House debates
Thursday, 21 November 2024
Adjournment
Online Safety Amendment (Social Media Minimum Age) Bill 2024
10:45 am
Andrew Wallace (Fisher, Liberal National Party) Share this | Hansard source
Today is a good day. It's not very often that you can say that in opposition, but today is a good day. Why is it a good day? It's because the government introduced a bill today which will change the lives of many young Australians and their families. This might sound strange coming from an opposition member, but this is something I've been very passionate about for many years.
In 2018, I hadn't been in this place very long. Most of us would remember the day when young Dolly Everett took her life. Dolly Everett was a happy young teenager. I think she was a poster girl for R. M. Williams. The world was her oyster. She was the embodiment of a successful young teenage girl. But she was subjected to relentless bullying, and sadly, in 2018—sadly is not the word; there's no adjective that suitably describes what happened—she took her own life, tragically.

PROVIDED DATA ->
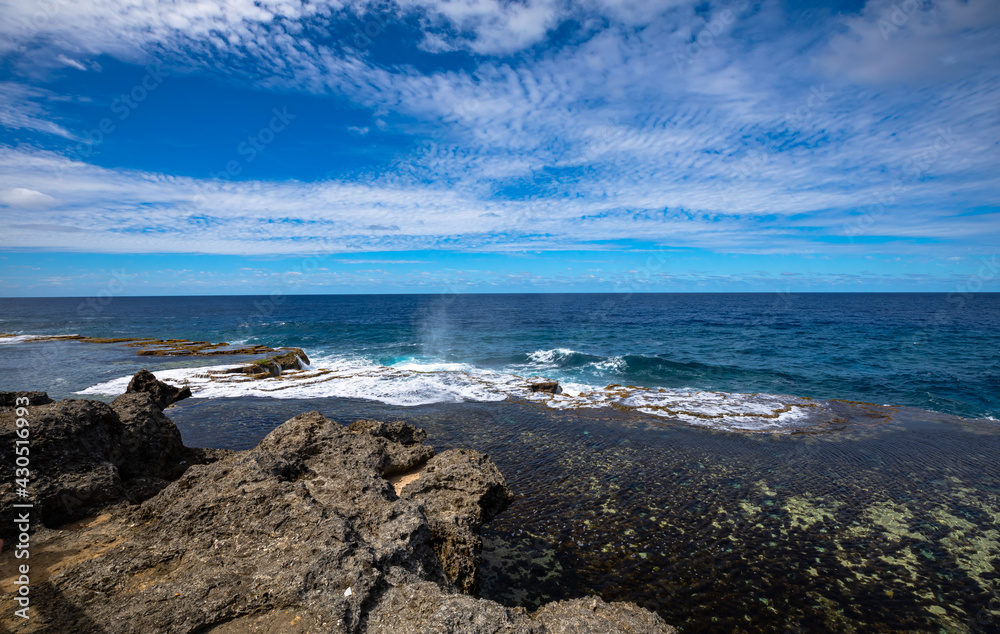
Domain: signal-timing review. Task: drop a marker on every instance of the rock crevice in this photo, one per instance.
(303, 533)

AIM OF THE TASK -> Summarize the parliamentary speech excerpt above in two sentences.

TASK RESPONSE -> Andrew Wallace, an opposition member for Fisher, calls the day a good one because the government introduced a bill that will change the lives of many young Australians and their families, a cause the speaker has been passionate about for many years. The speech recalls Dolly Everett, a happy young teenager who was subjected to relentless bullying and took her own life in 2018.